**What to work on**
(1) Repeat everything in the passage on the LHC cryogenic line from "When a market" down to "reliable cryogenic distribution system.".
(2) Answer these questions using the passage on the LHC cryogenic line.
(a) About how long is each of the three test cells at CERN?
(b) In what year was the market survey launched?
(c) How many hours a year must the finished system operate?

**Passage**
##########

Pre-series test cells for the LHC cryogenic distribution line (QRL) went on test at the laboratory at the beginning of June. Made by three European industrial groups, the test cells have been produced following a 1995 decision to separate the accelerator’s cryogenic distribution system from the magnet cryostats.

The original design for the LHC included the machine’s cryogenic distribution system in the same cryostat as the magnets. This was abandoned in favour of the present solution to avoid unnecessary complexity for the magnet cryostats, their interconnections and the commissioning of the cryogenic system.

This choice had already been successfully adopted for the HERA collider at Germany’s DESY laboratory. In the present system, eight cryogenic plants distributed over five access points around the LHC ring will feed the superconducting magnets via eight approximately 3.2 km long QRL sectors, each of which will operate independently.

Helium at different temperatures and pressures will be supplied to the magnets via service modules joining the accelerator’s cryogenic components to the QRL every 107 m within the accelerator’s bending arcs, a distance that corresponds to a single LHC cell of six dipole and two quadrupole magnets. Elsewhere the interconnections will be at varying distances.

Each of the three test cells currently being put through its paces at CERN is a section about 112 m long in which two service modules are joined by a pipe module made up of several straight pipe elements. Cryogenic supply infrastructure and a number of so-called end-boxes made at CERN complete the test set-up. Two end-boxes close  the interconnections that will join units of the final cryogenic distribution line together. A further two cap the service modules where connections to the magnet cryostats will be made. The whole test set-up is extensively instrumented to allow the thermal and mechanical measurements necessary for the technical validation of the system to be made.

Owing to the huge scale of the LHC – some 25.6 km of cryogenic distribution line involving about 200 km of piping needing thousands of welds, around 3300 bellows and 1700 control valves at low temperature – a combination of precision stainless steel piping experience and cryogenics expertise is required from contractors.

Moreover, the finished system will not only be very large and technically challenging but will also be required to operate with unfailing reliability for 6600 h a year over the LHC’s projected 20 year lifespan.

When a market survey was launched in 1996, the results revealed few companies with the relevant expertise in both areas, so industrial consortia were sought. Seven groups were invited to tender in 1997, five replied and three were retained. They are France’s Air Liquide, the German consortium Linde-Babcock and a larger consortium headed by Switzerland’s ABB Alstom Power (the other members are Nordon from France, Kraftanlagen Nukleartechnik, Messer Griesheim and Alcatel Kabel from Germany).

The LHC cryogenic team is careful to stress that the modules currently at CERN are pre-series test cells and not prototypes. The technology is known and the challenge is the large-scale series production of sophisticated cryogenic transfer line components to produce a reliable cryogenic distribution system.

The QRL is four times as long as any existing system and requires the lowest heat inleak ever demanded. Altogether this makes stringent quality control a key issue. The three test cells at CERN are therefore being used not to demonstrate a completely new technology but to qualify the chosen design and test its thermal and mechanical performance before a final call to tender for full-scale production is launched.

A healthy spirit of competition is being maintained between the three suppliers, each of which will be bidding to build the eight sectors of the final system, or a share of it. Final contract adjudication is expected next year. Installation and commissioning of the cryogenic distribution line, which precedes installation of the magnets, is scheduled to run from mid-2002 until summer 2004.

##########

**Given information**
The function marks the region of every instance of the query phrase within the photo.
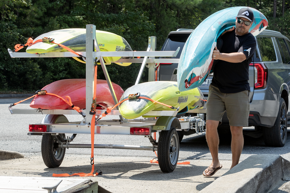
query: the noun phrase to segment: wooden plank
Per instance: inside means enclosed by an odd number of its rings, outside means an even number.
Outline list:
[[[90,182],[88,179],[69,178],[0,176],[0,192],[47,192],[47,190],[42,189],[42,187],[54,185],[60,180],[62,181],[57,187],[58,191],[67,190],[82,182]]]
[[[82,182],[61,193],[97,193],[98,182],[88,179],[88,181]]]

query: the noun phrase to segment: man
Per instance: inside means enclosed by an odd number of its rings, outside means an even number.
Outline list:
[[[204,172],[211,176],[222,168],[218,157],[217,126],[225,111],[232,134],[232,162],[231,169],[239,163],[244,145],[243,127],[248,126],[250,111],[249,65],[256,50],[254,36],[249,32],[254,14],[249,8],[241,9],[233,27],[222,34],[221,52],[216,47],[212,58],[219,61],[214,67],[206,102],[206,137],[213,161]]]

##########

**Answers below**
(1)
When a market survey was launched in 1996, the results revealed few companies with the relevant expertise in both areas, so industrial consortia were sought. Seven groups were invited to tender in 1997, five replied and three were retained. They are France’s Air Liquide, the German consortium Linde-Babcock and a larger consortium headed by Switzerland’s ABB Alstom Power (the other members are Nordon from France, Kraftanlagen Nukleartechnik, Messer Griesheim and Alcatel Kabel from Germany).

The LHC cryogenic team is careful to stress that the modules currently at CERN are pre-series test cells and not prototypes. The technology is known and the challenge is the large-scale series production of sophisticated cryogenic transfer line components to produce a reliable cryogenic distribution system.

(2)
(a) About 112 m.
(b) 1996.
(c) 6600 hours.